→ **TEXTO MOSTRADO**:
= = =

Gentilicios en el castellano

Los antiguos romanos utilizaban ciertas reglas para registrar sus nombres, reglas que hoy nos parecerían un tanto complicadas. Su inscripción daba indicio de si el individuo había sido hijo de ciudadano romano; en cuanto que, para las mujeres se utilizaba un sistema de identificación distinto. Los nobles se distinguían por tener una "tria nomina"; es decir, tres elementos en su nombre: el praenomen o prenombre (el nombre de un antepasado y existía una lista de dieciocho nombres de la que se podía seleccionar el escogido); el nomen o gentilicium, que equivalía al nombre propio; y el cognomen, que era realmente el nombre de familia. Aquel gentilicium venía a ser el nombre del clan o tribu (el gens), que con el tiempo dio origen al uso extendido de la palabra gentilicio.

= = =

→ **DATOS REGISTRADOS**:
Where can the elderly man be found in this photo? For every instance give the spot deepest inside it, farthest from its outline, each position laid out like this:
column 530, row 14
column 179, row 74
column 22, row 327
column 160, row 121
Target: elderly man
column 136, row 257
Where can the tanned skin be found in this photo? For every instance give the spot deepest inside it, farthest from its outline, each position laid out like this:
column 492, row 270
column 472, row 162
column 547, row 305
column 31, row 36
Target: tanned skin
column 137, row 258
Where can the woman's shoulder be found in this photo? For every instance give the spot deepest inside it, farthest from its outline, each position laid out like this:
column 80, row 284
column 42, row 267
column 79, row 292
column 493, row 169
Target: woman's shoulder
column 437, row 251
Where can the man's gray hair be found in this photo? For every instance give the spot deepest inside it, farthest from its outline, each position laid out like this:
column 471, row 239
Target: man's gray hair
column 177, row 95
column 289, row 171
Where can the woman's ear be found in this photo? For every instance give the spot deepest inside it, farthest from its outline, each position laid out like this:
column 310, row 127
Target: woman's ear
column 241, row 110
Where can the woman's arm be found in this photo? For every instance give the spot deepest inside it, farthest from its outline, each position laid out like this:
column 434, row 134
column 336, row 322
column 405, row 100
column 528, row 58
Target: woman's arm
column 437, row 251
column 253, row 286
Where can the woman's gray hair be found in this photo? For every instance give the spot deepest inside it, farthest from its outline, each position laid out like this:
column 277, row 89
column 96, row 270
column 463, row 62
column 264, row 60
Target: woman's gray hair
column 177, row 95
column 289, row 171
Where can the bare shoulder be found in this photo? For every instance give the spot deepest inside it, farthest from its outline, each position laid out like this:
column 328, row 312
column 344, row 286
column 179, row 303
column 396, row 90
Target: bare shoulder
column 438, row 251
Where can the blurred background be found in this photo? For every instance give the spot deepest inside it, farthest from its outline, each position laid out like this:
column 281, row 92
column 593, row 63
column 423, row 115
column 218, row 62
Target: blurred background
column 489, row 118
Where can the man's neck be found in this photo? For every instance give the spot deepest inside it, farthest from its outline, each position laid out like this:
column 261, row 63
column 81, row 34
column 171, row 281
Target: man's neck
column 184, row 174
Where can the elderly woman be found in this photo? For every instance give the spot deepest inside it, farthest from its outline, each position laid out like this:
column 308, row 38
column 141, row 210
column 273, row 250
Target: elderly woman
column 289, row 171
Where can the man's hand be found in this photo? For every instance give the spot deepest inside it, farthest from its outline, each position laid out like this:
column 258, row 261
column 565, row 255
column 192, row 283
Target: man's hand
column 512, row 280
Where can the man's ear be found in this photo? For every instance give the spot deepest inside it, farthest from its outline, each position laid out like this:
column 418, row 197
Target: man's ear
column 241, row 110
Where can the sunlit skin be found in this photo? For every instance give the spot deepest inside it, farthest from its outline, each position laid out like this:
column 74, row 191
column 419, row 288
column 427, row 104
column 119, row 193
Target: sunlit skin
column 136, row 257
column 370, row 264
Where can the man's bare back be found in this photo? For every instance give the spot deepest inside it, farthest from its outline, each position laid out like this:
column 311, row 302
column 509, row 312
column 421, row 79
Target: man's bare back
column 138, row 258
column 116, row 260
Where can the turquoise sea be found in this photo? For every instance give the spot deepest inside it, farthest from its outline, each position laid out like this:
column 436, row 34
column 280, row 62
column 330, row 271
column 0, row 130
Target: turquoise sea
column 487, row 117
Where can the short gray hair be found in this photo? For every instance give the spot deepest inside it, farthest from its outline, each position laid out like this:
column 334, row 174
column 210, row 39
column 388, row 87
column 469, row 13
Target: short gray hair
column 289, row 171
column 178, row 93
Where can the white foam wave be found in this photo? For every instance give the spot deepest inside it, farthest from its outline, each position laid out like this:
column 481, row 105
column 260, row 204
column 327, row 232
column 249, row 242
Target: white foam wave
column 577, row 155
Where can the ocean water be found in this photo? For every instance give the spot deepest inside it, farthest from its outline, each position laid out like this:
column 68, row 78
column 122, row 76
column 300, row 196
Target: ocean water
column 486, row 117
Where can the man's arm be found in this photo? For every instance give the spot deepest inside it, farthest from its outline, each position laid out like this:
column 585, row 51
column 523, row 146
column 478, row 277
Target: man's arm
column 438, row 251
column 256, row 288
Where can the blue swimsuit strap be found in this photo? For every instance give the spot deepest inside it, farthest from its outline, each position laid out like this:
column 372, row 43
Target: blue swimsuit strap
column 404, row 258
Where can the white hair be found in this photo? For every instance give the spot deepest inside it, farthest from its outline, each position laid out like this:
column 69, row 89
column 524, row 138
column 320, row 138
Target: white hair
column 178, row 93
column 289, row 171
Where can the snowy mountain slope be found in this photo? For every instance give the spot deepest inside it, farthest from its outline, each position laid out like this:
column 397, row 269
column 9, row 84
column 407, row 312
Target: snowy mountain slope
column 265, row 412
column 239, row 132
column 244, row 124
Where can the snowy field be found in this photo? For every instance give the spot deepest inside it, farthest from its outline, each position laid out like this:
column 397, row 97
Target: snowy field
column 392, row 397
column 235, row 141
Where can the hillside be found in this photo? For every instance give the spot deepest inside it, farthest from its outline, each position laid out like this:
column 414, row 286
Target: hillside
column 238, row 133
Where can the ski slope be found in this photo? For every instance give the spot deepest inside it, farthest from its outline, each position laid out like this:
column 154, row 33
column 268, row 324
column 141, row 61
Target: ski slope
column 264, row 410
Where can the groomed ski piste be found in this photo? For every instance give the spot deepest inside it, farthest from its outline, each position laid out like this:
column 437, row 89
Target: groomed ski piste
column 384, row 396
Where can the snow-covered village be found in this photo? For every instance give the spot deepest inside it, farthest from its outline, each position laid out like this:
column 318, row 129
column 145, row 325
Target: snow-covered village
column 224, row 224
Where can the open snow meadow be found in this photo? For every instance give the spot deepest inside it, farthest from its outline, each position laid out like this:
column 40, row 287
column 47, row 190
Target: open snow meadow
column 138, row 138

= = =

Vuelve a escribir, sin cambiar nada, la parte del texto sobre los gentilicios que empieza con las palabras que contienen "Gentilicios en el" y termina con "la palabra gentilicio.".

→ **RESPUESTA ESCRITA**:
Gentilicios en el castellano

Los antiguos romanos utilizaban ciertas reglas para registrar sus nombres, reglas que hoy nos parecerían un tanto complicadas. Su inscripción daba indicio de si el individuo había sido hijo de ciudadano romano; en cuanto que, para las mujeres se utilizaba un sistema de identificación distinto. Los nobles se distinguían por tener una "tria nomina"; es decir, tres elementos en su nombre: el praenomen o prenombre (el nombre de un antepasado y existía una lista de dieciocho nombres de la que se podía seleccionar el escogido); el nomen o gentilicium, que equivalía al nombre propio; y el cognomen, que era realmente el nombre de familia. Aquel gentilicium venía a ser el nombre del clan o tribu (el gens), que con el tiempo dio origen al uso extendido de la palabra gentilicio.